Lines before the one containing "heya can u tag the brown" are to be skipped; reproduce that line and the rest of the records below exactly.

:: Given data

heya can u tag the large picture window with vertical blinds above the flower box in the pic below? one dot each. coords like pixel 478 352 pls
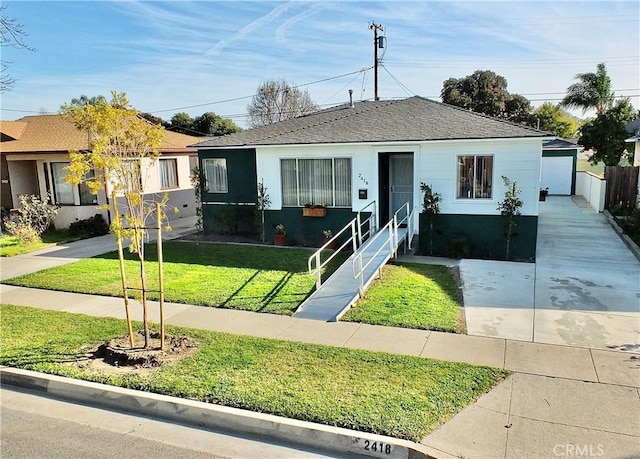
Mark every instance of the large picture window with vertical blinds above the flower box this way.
pixel 316 181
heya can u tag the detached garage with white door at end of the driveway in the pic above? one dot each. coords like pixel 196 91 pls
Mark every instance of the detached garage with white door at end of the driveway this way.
pixel 559 164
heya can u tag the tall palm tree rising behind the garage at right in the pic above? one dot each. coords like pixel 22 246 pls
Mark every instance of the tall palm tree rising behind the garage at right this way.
pixel 592 91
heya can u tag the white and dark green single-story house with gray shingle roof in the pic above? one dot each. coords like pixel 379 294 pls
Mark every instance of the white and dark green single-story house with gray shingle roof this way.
pixel 375 155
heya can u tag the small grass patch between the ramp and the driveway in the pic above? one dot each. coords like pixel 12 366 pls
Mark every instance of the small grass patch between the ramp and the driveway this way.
pixel 410 295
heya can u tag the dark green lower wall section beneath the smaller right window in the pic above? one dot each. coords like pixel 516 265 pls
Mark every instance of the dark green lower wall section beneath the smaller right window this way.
pixel 478 236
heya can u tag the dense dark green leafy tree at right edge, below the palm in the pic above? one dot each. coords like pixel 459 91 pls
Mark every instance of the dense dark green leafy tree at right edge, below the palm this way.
pixel 606 134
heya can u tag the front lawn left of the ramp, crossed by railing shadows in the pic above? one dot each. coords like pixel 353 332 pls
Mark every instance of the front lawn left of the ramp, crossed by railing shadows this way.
pixel 263 279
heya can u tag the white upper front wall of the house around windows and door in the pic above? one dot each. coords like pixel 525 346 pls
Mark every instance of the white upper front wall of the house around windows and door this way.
pixel 435 163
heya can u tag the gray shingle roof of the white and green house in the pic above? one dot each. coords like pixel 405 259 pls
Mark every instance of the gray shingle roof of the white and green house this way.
pixel 412 119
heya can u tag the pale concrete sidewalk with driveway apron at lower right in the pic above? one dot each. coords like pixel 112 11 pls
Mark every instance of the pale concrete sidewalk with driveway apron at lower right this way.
pixel 559 398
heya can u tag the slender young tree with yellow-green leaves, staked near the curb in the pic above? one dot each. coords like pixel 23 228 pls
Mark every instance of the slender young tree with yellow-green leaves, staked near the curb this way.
pixel 121 141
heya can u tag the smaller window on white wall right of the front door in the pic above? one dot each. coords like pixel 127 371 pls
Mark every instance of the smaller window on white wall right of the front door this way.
pixel 475 177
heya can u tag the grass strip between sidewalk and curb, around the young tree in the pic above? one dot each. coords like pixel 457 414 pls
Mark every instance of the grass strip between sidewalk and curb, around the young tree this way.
pixel 400 396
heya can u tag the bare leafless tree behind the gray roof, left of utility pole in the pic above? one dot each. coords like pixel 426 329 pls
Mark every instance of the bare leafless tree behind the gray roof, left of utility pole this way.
pixel 277 100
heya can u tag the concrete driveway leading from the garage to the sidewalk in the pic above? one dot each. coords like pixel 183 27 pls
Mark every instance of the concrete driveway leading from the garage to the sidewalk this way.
pixel 583 290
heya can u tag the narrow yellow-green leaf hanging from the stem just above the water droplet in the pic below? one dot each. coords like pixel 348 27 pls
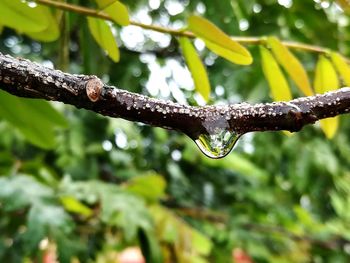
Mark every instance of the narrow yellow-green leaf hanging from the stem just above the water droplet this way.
pixel 196 67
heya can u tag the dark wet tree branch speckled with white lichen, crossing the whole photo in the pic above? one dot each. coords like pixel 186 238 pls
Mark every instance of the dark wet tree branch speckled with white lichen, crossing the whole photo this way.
pixel 27 79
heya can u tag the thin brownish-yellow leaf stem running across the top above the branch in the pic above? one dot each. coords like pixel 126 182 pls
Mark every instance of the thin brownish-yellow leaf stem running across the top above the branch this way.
pixel 245 40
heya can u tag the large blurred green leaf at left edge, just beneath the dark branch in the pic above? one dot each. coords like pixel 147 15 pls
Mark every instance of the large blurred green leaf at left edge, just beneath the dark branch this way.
pixel 35 119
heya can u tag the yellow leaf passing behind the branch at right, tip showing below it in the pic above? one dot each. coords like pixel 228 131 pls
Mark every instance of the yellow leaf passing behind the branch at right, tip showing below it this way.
pixel 326 79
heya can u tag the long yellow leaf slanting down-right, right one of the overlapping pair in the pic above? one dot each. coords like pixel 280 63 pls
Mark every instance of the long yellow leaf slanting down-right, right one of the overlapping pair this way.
pixel 291 64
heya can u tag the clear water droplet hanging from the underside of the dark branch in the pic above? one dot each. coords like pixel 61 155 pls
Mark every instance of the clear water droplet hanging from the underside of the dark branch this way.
pixel 217 145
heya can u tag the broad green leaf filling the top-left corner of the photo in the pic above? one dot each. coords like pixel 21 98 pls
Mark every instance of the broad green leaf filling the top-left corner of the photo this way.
pixel 20 16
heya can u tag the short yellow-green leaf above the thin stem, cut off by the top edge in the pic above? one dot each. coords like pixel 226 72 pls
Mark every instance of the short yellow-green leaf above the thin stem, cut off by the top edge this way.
pixel 117 11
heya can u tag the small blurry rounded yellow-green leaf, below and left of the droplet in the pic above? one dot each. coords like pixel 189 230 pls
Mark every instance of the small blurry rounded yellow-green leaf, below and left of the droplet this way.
pixel 151 187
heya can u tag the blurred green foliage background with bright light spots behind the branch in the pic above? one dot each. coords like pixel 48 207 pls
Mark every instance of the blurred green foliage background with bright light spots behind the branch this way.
pixel 107 184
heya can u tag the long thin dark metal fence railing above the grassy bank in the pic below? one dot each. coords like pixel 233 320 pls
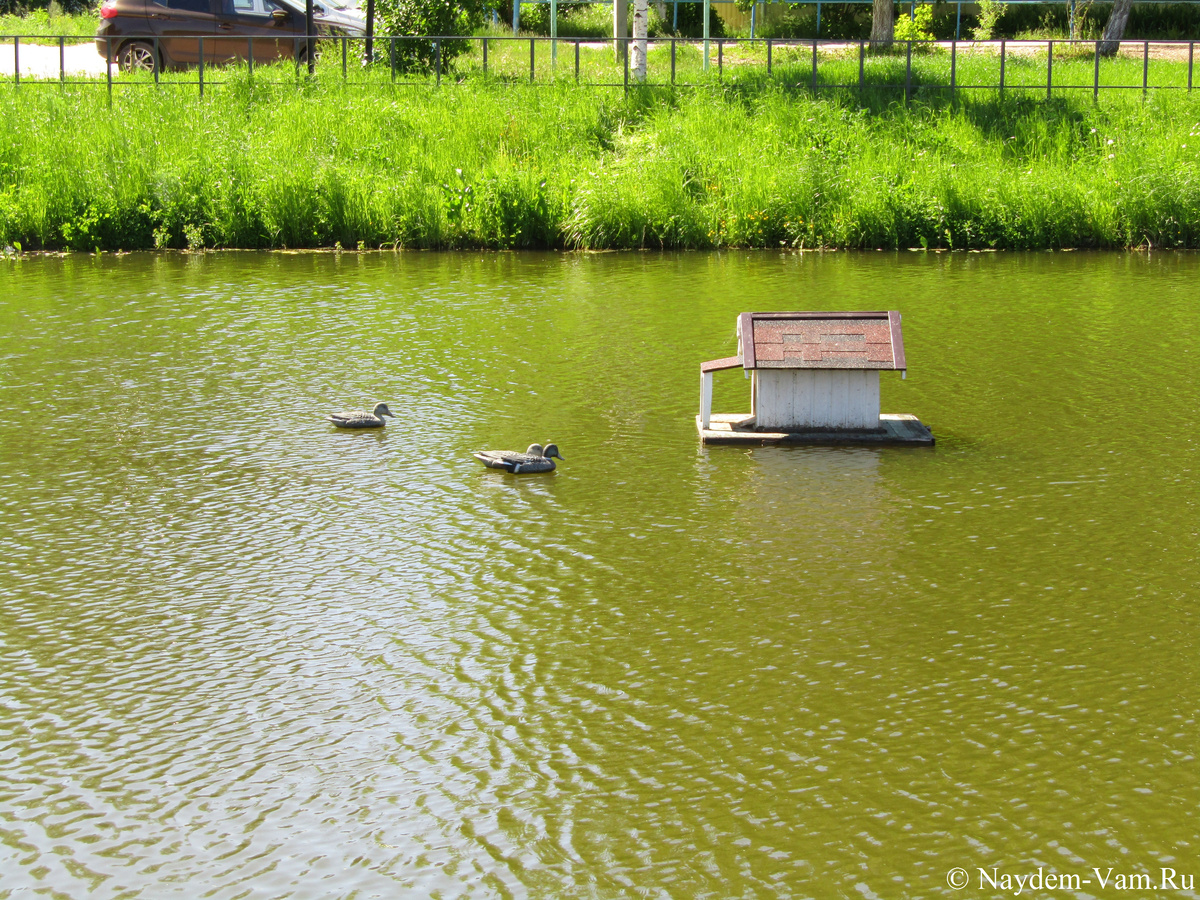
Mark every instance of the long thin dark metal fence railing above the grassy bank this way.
pixel 909 67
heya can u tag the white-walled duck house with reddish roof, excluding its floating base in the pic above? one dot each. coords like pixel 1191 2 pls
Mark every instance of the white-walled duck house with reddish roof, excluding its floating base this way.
pixel 813 371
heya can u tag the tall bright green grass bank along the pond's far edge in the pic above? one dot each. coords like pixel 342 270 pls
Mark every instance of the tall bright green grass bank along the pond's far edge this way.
pixel 501 166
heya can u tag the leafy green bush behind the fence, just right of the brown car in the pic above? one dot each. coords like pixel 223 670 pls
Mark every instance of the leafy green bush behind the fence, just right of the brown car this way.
pixel 428 17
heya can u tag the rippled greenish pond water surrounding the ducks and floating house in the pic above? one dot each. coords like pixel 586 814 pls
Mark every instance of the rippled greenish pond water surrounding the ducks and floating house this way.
pixel 243 655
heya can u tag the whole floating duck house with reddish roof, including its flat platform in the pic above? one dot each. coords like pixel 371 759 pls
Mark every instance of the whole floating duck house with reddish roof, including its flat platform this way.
pixel 814 379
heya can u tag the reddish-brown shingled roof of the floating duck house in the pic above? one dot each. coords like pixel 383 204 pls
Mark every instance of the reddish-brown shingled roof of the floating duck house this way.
pixel 820 340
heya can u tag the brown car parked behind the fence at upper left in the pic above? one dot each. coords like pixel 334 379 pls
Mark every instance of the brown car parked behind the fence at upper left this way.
pixel 166 34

::::

**Output**
heya can u tag the brown car parked behind the fence at upper left in the pic above? one dot each. coords like pixel 334 379 pls
Mark every instance of the brown car parked behind the fence at upper left this way.
pixel 166 34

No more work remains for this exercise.